- _Excerpted records_:

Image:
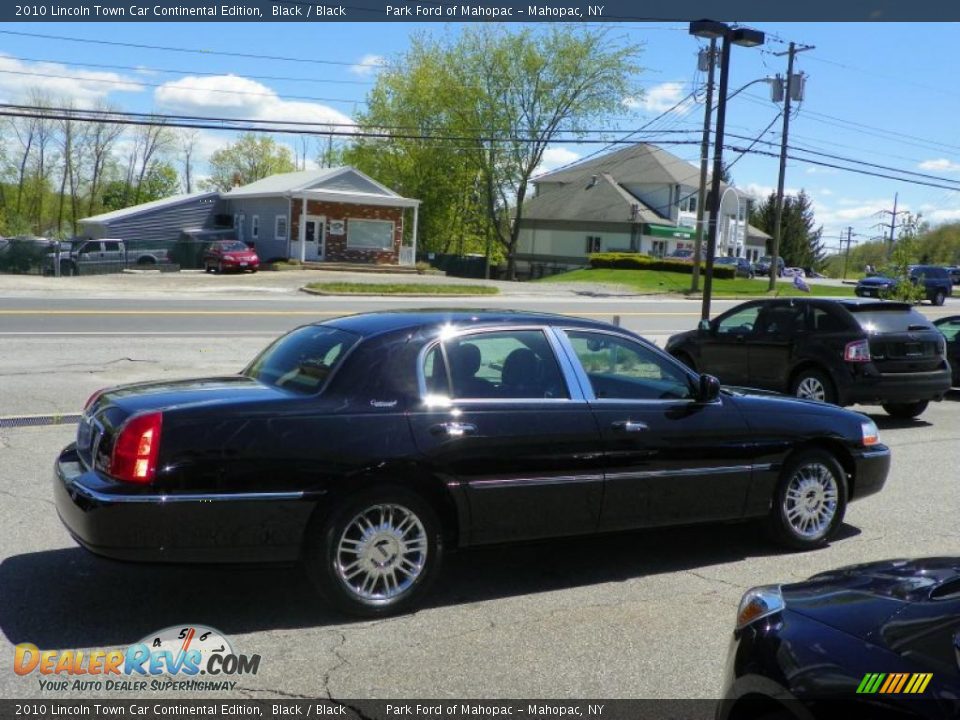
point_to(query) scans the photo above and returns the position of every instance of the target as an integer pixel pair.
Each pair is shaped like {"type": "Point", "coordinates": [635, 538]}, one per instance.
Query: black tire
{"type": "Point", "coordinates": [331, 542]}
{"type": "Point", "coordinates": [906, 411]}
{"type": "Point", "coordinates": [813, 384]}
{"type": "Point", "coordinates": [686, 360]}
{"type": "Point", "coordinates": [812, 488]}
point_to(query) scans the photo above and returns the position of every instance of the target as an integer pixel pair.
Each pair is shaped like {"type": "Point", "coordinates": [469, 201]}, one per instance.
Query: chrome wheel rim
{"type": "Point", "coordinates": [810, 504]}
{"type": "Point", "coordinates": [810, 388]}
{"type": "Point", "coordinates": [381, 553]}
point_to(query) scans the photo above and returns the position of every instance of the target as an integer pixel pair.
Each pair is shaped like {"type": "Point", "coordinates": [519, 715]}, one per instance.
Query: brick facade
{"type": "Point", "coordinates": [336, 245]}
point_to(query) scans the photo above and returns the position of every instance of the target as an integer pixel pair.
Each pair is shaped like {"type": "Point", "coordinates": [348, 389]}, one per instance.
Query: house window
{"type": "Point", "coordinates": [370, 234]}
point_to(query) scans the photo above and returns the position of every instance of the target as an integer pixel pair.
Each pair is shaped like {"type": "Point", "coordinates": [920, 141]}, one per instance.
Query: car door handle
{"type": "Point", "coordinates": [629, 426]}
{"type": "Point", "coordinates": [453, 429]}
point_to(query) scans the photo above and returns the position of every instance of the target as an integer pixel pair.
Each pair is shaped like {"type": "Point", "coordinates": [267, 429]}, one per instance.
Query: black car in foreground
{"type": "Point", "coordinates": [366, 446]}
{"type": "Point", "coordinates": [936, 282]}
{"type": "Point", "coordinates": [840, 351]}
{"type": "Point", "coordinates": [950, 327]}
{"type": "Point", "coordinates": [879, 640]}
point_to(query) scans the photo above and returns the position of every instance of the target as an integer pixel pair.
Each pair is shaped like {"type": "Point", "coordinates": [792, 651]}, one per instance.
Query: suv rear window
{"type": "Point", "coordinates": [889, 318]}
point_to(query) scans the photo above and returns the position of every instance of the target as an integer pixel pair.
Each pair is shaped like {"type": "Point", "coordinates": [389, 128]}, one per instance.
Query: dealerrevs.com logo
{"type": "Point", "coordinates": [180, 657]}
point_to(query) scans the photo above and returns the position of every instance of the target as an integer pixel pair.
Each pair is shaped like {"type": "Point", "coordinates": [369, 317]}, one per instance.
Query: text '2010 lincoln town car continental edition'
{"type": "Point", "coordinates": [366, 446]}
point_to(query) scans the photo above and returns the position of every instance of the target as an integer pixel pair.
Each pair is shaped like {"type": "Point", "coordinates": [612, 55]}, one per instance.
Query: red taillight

- _Goal of the exercise_: Locate each line in the items above that contains the word "window" and copy those lines out.

- _Reply to the task_:
Query: house window
Query: suv rear window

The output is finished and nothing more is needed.